● **RECORDS FOR THIS TASK**:
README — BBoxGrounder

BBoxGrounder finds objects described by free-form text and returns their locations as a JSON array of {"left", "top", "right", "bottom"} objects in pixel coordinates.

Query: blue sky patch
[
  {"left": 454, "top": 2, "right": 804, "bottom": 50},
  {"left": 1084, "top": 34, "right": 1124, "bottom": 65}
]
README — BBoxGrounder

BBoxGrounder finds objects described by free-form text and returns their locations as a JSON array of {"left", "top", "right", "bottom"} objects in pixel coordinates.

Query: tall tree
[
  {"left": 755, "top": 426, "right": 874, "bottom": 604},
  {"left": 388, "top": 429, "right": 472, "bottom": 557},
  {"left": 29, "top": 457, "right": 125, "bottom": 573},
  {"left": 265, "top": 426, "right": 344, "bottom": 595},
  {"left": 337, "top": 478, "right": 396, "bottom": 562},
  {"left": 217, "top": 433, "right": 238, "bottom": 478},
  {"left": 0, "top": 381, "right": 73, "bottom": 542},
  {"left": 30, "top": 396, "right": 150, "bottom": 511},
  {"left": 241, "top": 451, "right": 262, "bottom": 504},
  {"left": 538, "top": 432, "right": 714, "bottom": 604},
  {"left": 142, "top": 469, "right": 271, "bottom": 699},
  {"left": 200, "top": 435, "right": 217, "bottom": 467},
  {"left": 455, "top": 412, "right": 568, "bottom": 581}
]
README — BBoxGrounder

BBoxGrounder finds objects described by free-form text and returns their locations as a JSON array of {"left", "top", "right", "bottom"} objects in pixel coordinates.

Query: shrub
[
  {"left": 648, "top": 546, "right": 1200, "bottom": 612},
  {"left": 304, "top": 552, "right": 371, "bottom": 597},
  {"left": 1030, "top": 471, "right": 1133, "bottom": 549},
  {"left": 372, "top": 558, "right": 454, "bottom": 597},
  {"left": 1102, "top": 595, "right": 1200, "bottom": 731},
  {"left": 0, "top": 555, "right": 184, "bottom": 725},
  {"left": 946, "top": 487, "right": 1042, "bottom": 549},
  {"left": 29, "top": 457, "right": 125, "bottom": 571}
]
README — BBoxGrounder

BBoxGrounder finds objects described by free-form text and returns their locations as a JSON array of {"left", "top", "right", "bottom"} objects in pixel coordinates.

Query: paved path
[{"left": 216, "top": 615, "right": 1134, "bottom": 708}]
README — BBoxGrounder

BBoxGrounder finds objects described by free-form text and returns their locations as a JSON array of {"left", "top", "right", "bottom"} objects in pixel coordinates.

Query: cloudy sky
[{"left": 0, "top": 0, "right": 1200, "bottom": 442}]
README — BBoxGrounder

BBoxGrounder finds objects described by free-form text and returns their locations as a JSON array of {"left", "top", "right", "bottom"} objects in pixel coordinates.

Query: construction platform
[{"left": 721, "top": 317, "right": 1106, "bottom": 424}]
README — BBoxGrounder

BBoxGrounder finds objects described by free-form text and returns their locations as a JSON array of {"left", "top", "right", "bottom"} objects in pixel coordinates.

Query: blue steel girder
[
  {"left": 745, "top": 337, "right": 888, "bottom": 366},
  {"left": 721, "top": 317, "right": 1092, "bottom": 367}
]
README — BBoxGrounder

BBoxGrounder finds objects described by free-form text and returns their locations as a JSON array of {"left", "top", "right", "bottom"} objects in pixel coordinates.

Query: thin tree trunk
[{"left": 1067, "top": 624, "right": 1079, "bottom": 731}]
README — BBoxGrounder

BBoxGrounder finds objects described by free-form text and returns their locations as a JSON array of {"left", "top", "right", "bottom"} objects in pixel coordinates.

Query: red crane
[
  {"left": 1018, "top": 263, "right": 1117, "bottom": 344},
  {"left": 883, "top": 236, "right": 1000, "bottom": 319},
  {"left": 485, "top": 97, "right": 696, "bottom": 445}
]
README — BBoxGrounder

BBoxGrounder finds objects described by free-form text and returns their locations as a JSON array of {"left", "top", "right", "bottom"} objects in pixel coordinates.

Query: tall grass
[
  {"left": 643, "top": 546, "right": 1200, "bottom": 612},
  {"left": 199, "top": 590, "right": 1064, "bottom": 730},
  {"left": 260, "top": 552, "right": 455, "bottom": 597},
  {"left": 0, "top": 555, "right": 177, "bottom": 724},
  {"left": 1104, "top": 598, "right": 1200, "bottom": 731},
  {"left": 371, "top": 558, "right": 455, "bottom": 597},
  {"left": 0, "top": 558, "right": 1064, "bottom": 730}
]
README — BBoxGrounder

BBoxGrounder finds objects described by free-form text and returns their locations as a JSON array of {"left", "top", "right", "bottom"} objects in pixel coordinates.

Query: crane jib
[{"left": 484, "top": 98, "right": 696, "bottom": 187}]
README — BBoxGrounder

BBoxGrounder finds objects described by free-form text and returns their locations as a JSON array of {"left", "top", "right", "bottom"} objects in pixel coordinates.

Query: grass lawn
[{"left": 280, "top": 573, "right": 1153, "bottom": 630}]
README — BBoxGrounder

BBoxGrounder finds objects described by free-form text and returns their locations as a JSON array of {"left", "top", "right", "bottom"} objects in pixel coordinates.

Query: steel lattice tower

● **INSTRUCTION**: Reproduce each entry from the records above, character for character.

● **EXERCISE RESULT**:
README — BBoxGrounder

BBoxGrounder finds objects described by free-form text and returns their locations as a JSON array of {"left", "top", "right", "bottom"} objects in pixel coordinates.

Query: blue sky patch
[
  {"left": 454, "top": 2, "right": 804, "bottom": 50},
  {"left": 1084, "top": 34, "right": 1124, "bottom": 65}
]
README — BBoxGrounder

BBoxGrounder finds objects described by free-form text and returns their locations as a JSON array of {"left", "top", "right", "bottom"} objects in pixel coordinates.

Query: tall tree
[
  {"left": 755, "top": 426, "right": 874, "bottom": 604},
  {"left": 388, "top": 429, "right": 472, "bottom": 557},
  {"left": 29, "top": 457, "right": 125, "bottom": 573},
  {"left": 265, "top": 426, "right": 344, "bottom": 595},
  {"left": 337, "top": 478, "right": 396, "bottom": 562},
  {"left": 217, "top": 433, "right": 238, "bottom": 478},
  {"left": 0, "top": 381, "right": 73, "bottom": 542},
  {"left": 30, "top": 396, "right": 150, "bottom": 511},
  {"left": 241, "top": 451, "right": 262, "bottom": 504},
  {"left": 538, "top": 432, "right": 714, "bottom": 604},
  {"left": 142, "top": 469, "right": 271, "bottom": 699},
  {"left": 200, "top": 435, "right": 217, "bottom": 467},
  {"left": 455, "top": 412, "right": 568, "bottom": 581}
]
README — BBoxGrounder

BBoxGrounder finds objects described by free-form text and returns their locations as a JSON array of {"left", "top", "right", "bottom"} objects in pixel coordinates.

Query: shrub
[
  {"left": 648, "top": 546, "right": 1200, "bottom": 612},
  {"left": 304, "top": 552, "right": 371, "bottom": 597},
  {"left": 1030, "top": 471, "right": 1133, "bottom": 549},
  {"left": 372, "top": 558, "right": 454, "bottom": 597},
  {"left": 1102, "top": 595, "right": 1200, "bottom": 731},
  {"left": 0, "top": 555, "right": 184, "bottom": 725},
  {"left": 946, "top": 487, "right": 1042, "bottom": 549},
  {"left": 29, "top": 457, "right": 125, "bottom": 571}
]
README — BBoxGrounder

BBoxGrounder finds objects described by free-form text and returns their locations as a JSON array of {"left", "top", "right", "bottom"} objects in pixel coordinates.

Query: paved path
[{"left": 216, "top": 615, "right": 1134, "bottom": 708}]
README — BBoxGrounder

BBoxGrounder finds objects described by free-form text and returns their locations as a JSON array of {"left", "top", "right", "bottom"} objects in pixel coordinates.

Query: cloudy sky
[{"left": 0, "top": 0, "right": 1200, "bottom": 442}]
README — BBoxGrounder

BBoxGrounder finds objects described by free-form text and returns their locations as a JSON array of {"left", "top", "right", "bottom"} objects in pixel coordinates.

Query: construction platform
[{"left": 721, "top": 317, "right": 1106, "bottom": 424}]
README — BBoxGrounder

BBoxGrounder finds objects described by free-form text and returns their locations as a JSON array of {"left", "top", "right", "bottom"} objects in pixel coordinates.

Query: blue steel girder
[
  {"left": 745, "top": 337, "right": 888, "bottom": 366},
  {"left": 721, "top": 317, "right": 1092, "bottom": 367}
]
README — BBoxGrounder

BBoxGrounder finds objects described by free-form text and returns their locations as a JSON array of {"left", "top", "right", "bottom"} objects in pixel coordinates.

Query: thin tree trunk
[{"left": 1067, "top": 624, "right": 1079, "bottom": 731}]
README — BBoxGrounder

BBoxGrounder finds objects described by free-form text and returns their locations as a JSON array of {"left", "top", "right", "bottom"} objects in pixel coordinates.

Query: red crane
[
  {"left": 1018, "top": 263, "right": 1117, "bottom": 344},
  {"left": 883, "top": 236, "right": 1000, "bottom": 319},
  {"left": 485, "top": 97, "right": 696, "bottom": 445}
]
README — BBoxGrounder

BBoxGrounder finds objects described by free-form text and returns their locations as a JSON array of {"left", "top", "right", "bottom"} objects in pixel coordinates.

Query: tall grass
[
  {"left": 643, "top": 546, "right": 1200, "bottom": 612},
  {"left": 199, "top": 590, "right": 1064, "bottom": 730},
  {"left": 260, "top": 552, "right": 455, "bottom": 597},
  {"left": 0, "top": 555, "right": 177, "bottom": 724},
  {"left": 1104, "top": 598, "right": 1200, "bottom": 731},
  {"left": 371, "top": 558, "right": 455, "bottom": 597},
  {"left": 0, "top": 558, "right": 1064, "bottom": 730}
]
README — BBoxGrounder

BBoxGrounder finds objects described by free-form text and returns their locations as a JSON array of {"left", "top", "right", "bottom"} objects in pixel coordinates.

Query: crane jib
[{"left": 484, "top": 98, "right": 696, "bottom": 187}]
README — BBoxGrounder

BBoxGrounder finds objects described by free-form text and returns their locations as a JSON array of {"left", "top", "right", "bottom"} objects in pixel coordinates.

Query: grass lawn
[{"left": 280, "top": 573, "right": 1153, "bottom": 630}]
README — BBoxGrounder

BBoxGrounder finds objects described by free-form text and returns their locations as a JSON array of {"left", "top", "right", "bottom"} objects in pixel coordinates.

Query: steel lattice tower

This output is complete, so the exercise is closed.